__TEXT EXCERPT__
Processing Large Documents in Dell Boomi

We’ve worked with a number of integration platforms over the years. BizTalk, LogicApps and Dell Boomi through to SSIS and niche service applications such as ServiceStack.

Dell Boomi iPaaS software is an excellent platform for manipulating and processing large volumes of small documents, especially in conjunction with clustered RabbitMQ, Kafka or other event based systems. However, there are occasions when batch is necessary. Architecturally, you could apply a debatching process using either Boomi’s Connector Operation functions and alignment with a grouping field and then process using Boomi’s Map component. This still may add some additional efficieny overhead as each component the process iterates through incurs some overhead e.g. a Try/Catch even if it’s not transforming a document incurs overhead.

There are some situations where the ability to process a large number of records quickly are useful:

Where the upstream process is able to function faster in batch mode when transferring records e.g. Cloud CRM platforms such as Dynamics CRM.  In this case it might actually be slower to debatch and rebatch to target.
Creating or maniuplating data e.g. a windowing function in SQL to return batchable data is less performant that just extracting the data
Having the same process run full cache and cache delta refreshes e.g. to Redis

Often you might have multiple solutions within your solution stack. For example, you may architecturally determine to use SQL Service Integration Services (SSIS) to perform the batch function and Dell Boomi perform the message and eventing integration functions. Using this approach, you can have Dell Boomi perform both functions, and in some cases, batch process large documents and transformations faster than SSIS.

__DATA ROWS__
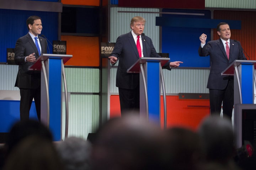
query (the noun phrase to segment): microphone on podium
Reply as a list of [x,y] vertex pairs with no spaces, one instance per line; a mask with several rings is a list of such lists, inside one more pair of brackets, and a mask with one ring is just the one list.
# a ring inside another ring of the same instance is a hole
[[58,50],[56,49],[56,48],[55,48],[54,47],[54,46],[53,46],[53,45],[51,43],[50,41],[49,41],[49,40],[47,39],[47,38],[46,38],[46,37],[44,35],[41,35],[43,37],[44,37],[45,39],[46,40],[46,44],[47,44],[47,47],[48,47],[48,50],[49,51],[49,53],[50,53],[50,49],[49,48],[49,46],[48,45],[48,43],[47,42],[47,41],[49,42],[50,43],[50,44],[52,45],[52,46],[53,48],[54,49],[55,49],[56,50],[56,51],[57,51],[57,53],[58,54],[59,54],[59,52],[58,51]]

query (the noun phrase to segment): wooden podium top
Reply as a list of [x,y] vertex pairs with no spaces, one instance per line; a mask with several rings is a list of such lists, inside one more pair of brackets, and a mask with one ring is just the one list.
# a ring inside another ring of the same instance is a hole
[[230,64],[222,72],[222,75],[234,75],[234,67],[238,66],[240,64],[254,65],[254,69],[256,68],[256,61],[255,60],[236,60]]
[[160,62],[162,66],[170,60],[169,58],[160,57],[141,57],[138,59],[129,68],[127,72],[130,73],[138,73],[140,71],[140,64],[144,64],[146,62]]
[[41,70],[42,64],[41,61],[45,61],[48,58],[54,59],[62,59],[63,64],[72,57],[72,55],[55,54],[42,54],[36,60],[34,63],[28,67],[30,70]]

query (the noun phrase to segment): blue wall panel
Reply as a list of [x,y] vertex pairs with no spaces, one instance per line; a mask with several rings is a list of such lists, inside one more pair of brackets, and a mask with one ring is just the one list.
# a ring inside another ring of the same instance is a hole
[[[208,10],[167,9],[163,9],[162,12],[170,13],[162,14],[165,17],[210,18],[210,12]],[[183,24],[186,25],[186,23]],[[186,28],[183,26],[162,27],[162,52],[169,53],[171,61],[184,62],[180,67],[209,67],[209,57],[200,57],[198,51],[200,45],[199,36],[204,33],[208,35],[207,41],[210,40],[210,29]]]
[[[31,15],[42,18],[42,34],[52,43],[53,40],[58,40],[58,13],[0,9],[0,62],[6,62],[6,49],[14,48],[17,40],[28,33],[26,22]],[[50,45],[48,53],[52,53],[52,47]]]

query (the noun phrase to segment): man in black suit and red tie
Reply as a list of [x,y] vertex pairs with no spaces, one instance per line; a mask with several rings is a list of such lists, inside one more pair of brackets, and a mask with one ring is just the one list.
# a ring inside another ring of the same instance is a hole
[[19,65],[15,86],[20,89],[21,121],[29,119],[33,98],[38,120],[41,118],[41,73],[28,70],[41,54],[47,53],[46,40],[38,36],[43,27],[42,19],[37,16],[29,17],[26,21],[28,33],[19,38],[14,49],[15,61]]
[[198,54],[201,56],[210,55],[210,70],[207,88],[209,89],[211,114],[220,114],[222,105],[223,114],[231,120],[234,104],[234,76],[222,75],[221,73],[234,60],[246,60],[240,42],[230,39],[229,26],[225,22],[217,26],[219,39],[208,41],[207,36],[199,37],[201,45]]
[[[139,74],[127,73],[127,69],[140,57],[161,57],[156,51],[151,39],[142,36],[145,23],[142,17],[133,18],[130,25],[132,31],[117,38],[108,57],[112,64],[119,61],[116,85],[118,87],[122,115],[128,110],[138,111],[139,109]],[[172,67],[178,67],[181,63],[183,62],[168,62],[164,68],[170,70]]]

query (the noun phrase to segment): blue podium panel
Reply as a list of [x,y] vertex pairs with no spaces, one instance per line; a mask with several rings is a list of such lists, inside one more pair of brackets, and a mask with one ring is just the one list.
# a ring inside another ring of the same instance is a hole
[[[9,132],[14,124],[20,120],[19,101],[0,100],[0,132]],[[38,120],[34,102],[30,111],[30,119]]]
[[62,60],[48,59],[50,99],[49,128],[54,141],[60,141],[62,133]]
[[243,104],[254,104],[254,65],[241,64],[241,81]]
[[160,124],[160,74],[159,62],[147,63],[149,120]]

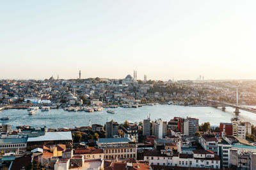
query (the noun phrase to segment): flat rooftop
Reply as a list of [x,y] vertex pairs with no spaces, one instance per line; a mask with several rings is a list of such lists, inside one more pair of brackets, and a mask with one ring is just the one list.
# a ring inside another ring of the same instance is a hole
[[28,142],[71,140],[72,140],[71,132],[45,132],[45,135],[38,137],[29,137]]
[[127,138],[99,138],[98,143],[127,143],[132,142]]

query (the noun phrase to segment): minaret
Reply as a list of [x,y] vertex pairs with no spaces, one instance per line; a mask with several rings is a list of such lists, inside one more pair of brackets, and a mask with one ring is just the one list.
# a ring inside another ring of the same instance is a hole
[[236,89],[236,106],[238,106],[238,90]]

__TASK GOAL__
Reproduce the passage from the Dell Boomi article above word for word, from "We’ve worked with" to "such as ServiceStack.".

__TASK ANSWER__
We’ve worked with a number of integration platforms over the years. BizTalk, LogicApps and Dell Boomi through to SSIS and niche service applications such as ServiceStack.